▶ **PAGINA**:
========

Potremmo
anche parlare di feste patronali, di gite fuori porta. Di sagre e
football, magari. Raccontare di qualcosa che nessuno – o quasi –
conosce più.
La
nascita dello Sport Club Juventus è legata ad una panchina, vero. Ad
una panchina, ad un liceo e a una città, Torino, all'epoca dei fatti
vera capitale del football da queste parti.
L'autunno
è quello del 1897. Al calcio si gioca al Velodromo o in Piazza
d'Armi. Ci gioca il footballer e ci gioca il ginnasta. Ci gioca lo
studente dopo la scuola e ci gioca il nobile della città. Ci gioca
chi ha voglia di stare con gli amici e ci gioca chi è assetato di
novità.
La
leggenda narra di una panchina, ti ho detto. E di un gruppo di
studenti del liceo Massimo D'Azeglio che giocavano a barra e a
football, tentando di emulare i “veri” footballers delle squadre
della città. Su quella panchina di Corso Re Umberto – continua la
leggenda – c'è questo manipolo di liceali che sta cercando di
darsi un nome, di inventare un'identità alla loro comune passione.

========

▶ **CONSEGNA 1**:
Riporti ogni riga delle voci che segue in cui compare la stringa "Query".

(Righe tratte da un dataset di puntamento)
========

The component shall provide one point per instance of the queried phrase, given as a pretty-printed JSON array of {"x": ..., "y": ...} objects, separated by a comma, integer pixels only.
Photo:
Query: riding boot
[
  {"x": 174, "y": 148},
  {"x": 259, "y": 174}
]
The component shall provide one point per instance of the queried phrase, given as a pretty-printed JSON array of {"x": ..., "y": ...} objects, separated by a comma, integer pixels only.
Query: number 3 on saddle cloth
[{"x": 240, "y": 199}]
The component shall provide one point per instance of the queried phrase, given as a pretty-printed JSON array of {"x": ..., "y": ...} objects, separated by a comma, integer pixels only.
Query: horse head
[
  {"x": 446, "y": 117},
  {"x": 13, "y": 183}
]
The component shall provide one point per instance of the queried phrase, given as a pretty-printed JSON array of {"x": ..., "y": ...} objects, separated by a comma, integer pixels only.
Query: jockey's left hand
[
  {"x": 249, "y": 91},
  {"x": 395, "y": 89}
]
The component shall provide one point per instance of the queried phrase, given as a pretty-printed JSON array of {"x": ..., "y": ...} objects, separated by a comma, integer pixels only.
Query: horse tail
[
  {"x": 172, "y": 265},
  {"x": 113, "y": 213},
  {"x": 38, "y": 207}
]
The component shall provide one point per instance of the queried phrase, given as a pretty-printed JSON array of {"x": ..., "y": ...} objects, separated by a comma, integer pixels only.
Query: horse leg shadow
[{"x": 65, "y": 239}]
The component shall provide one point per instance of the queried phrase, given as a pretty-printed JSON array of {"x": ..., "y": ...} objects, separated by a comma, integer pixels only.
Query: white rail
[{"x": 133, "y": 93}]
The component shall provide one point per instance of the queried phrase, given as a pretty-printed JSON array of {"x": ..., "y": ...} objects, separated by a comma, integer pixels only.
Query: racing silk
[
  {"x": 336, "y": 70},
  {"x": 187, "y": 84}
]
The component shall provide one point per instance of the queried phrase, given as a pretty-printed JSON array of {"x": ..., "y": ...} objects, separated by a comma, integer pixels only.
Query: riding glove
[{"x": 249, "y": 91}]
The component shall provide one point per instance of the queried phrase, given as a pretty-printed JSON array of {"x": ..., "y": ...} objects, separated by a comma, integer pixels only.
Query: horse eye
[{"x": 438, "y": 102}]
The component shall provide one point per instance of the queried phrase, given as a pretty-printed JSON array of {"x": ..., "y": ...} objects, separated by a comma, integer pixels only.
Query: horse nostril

========

▶ **CONSEGNA 2**:
Traduca in inglese questa frase del testo sulla nascita dello Sport Club Juventus: «Al calcio si gioca al Velodromo o in Piazza d'Armi.»

▶ **RISPOSTA COMPLETA 1**:
Query: riding boot
Query: number 3 on saddle cloth
Query: horse head
Query: jockey's left hand
Query: horse tail
Query: horse leg shadow
Query: white rail
Query: racing silk
Query: riding glove
Query: horse eye
Query: horse nostril

▶ **RISPOSTA COMPLETA 2**:
Football is played at the Velodrome or in Piazza d'Armi.